- [Instructions for the task] With the images removed, repeat the data below exactly.

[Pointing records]
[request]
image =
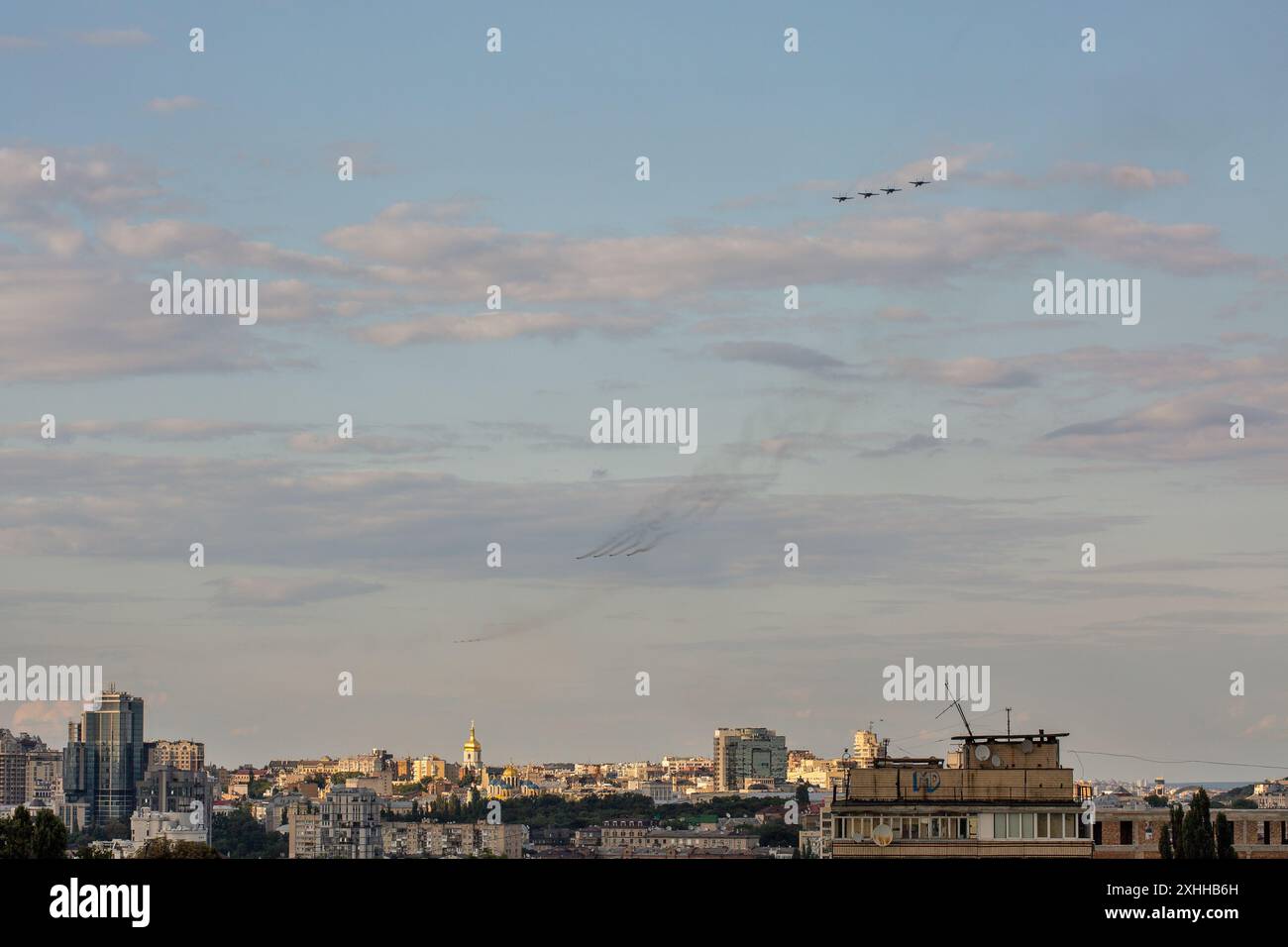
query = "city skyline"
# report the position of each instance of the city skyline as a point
(473, 425)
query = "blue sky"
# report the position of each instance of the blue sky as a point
(518, 169)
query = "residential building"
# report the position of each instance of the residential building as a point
(346, 825)
(181, 792)
(180, 754)
(1133, 834)
(993, 796)
(104, 758)
(747, 755)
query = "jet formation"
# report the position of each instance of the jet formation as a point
(887, 191)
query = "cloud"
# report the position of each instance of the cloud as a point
(781, 355)
(970, 371)
(901, 313)
(269, 591)
(178, 103)
(1121, 176)
(1189, 428)
(13, 43)
(115, 38)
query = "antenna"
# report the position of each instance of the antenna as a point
(960, 712)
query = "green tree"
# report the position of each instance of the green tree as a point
(241, 835)
(16, 835)
(48, 836)
(1225, 838)
(1197, 828)
(165, 848)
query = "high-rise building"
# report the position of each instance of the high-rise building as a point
(17, 751)
(104, 758)
(180, 754)
(748, 755)
(184, 792)
(346, 825)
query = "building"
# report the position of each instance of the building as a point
(147, 825)
(867, 749)
(429, 768)
(454, 839)
(21, 758)
(1128, 834)
(180, 754)
(748, 755)
(472, 753)
(993, 796)
(184, 793)
(104, 758)
(344, 825)
(623, 836)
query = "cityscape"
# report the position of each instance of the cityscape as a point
(483, 434)
(115, 793)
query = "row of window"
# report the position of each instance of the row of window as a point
(1006, 825)
(859, 827)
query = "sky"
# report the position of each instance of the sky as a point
(472, 425)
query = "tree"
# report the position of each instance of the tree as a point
(1225, 838)
(16, 834)
(24, 836)
(241, 835)
(165, 848)
(1197, 828)
(1175, 826)
(48, 836)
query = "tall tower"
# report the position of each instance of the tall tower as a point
(104, 758)
(472, 757)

- [Exercise output]
[request]
image =
query = "city skyline"
# report the position of each instance of the city skyline as a point
(473, 425)
query = "blue sky"
# report the position of each instance of the blue sky as a point
(518, 169)
query = "residential building"
# report the position of each instance of the residential building as a point
(346, 825)
(181, 792)
(180, 754)
(1133, 834)
(993, 796)
(104, 758)
(747, 755)
query = "jet formation"
# report the position of each instance of the jet formation as a point
(887, 191)
query = "cloud"
# report the position of each instance of the cloud as a point
(781, 355)
(970, 371)
(901, 313)
(269, 591)
(178, 103)
(1121, 176)
(1189, 428)
(13, 43)
(115, 38)
query = "antenna"
# report the position of each instance of the antenna as a point
(960, 712)
query = "green tree"
# report the position of each instance of the green tree as a point
(241, 835)
(16, 835)
(48, 836)
(1225, 838)
(1197, 828)
(165, 848)
query = "high-rise building"
# report the position of each instance of the high-rise building as a point
(17, 751)
(104, 758)
(180, 754)
(748, 755)
(184, 792)
(346, 825)
query = "building"
# report the position of each instance of the building as a point
(147, 825)
(867, 749)
(429, 768)
(454, 839)
(21, 758)
(1128, 834)
(180, 754)
(748, 755)
(472, 753)
(993, 796)
(184, 793)
(104, 758)
(344, 825)
(623, 836)
query = "cityscape"
# report the position of each instance of the cityscape as a point
(483, 434)
(115, 793)
query = "row of window"
# report the position of each instance of the row of window as a point
(1006, 825)
(859, 827)
query = "sky"
# report the position of each instance of the sky as a point
(472, 425)
query = "tree"
# report the position of each instance of the tree as a point
(1225, 838)
(16, 834)
(24, 836)
(241, 835)
(165, 848)
(1197, 828)
(1175, 826)
(48, 836)
query = "tall tower"
# report the position of each instance of the tall tower as a point
(104, 758)
(472, 757)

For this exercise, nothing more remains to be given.